## [TASK BRIEF]
Going through the material below, please gather all lines with the word "trace" in them.

EXCERPTED DATA START

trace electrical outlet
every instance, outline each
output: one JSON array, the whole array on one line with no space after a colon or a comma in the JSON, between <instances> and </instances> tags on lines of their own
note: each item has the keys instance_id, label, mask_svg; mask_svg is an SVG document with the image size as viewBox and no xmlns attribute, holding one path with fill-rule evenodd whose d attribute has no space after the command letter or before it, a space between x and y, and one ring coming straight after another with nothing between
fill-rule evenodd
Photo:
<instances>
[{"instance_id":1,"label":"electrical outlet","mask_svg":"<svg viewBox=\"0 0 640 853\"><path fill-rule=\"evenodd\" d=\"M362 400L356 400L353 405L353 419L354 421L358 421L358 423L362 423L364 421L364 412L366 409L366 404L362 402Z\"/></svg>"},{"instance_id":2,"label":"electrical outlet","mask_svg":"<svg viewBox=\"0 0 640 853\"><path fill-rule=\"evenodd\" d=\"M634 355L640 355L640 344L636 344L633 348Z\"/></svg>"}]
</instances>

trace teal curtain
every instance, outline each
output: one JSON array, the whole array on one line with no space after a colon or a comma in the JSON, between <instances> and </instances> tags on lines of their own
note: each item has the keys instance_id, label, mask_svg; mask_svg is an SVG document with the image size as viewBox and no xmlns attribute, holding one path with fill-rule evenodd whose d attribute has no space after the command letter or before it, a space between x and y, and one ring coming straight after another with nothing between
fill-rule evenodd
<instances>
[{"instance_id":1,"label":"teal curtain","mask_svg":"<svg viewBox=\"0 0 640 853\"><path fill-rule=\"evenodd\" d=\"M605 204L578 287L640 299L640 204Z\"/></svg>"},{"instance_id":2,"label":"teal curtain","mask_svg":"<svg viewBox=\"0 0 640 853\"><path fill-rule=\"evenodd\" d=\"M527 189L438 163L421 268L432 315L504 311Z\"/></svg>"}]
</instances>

EXCERPTED DATA END

## [REPLY TO THE TASK]
trace electrical outlet
trace teal curtain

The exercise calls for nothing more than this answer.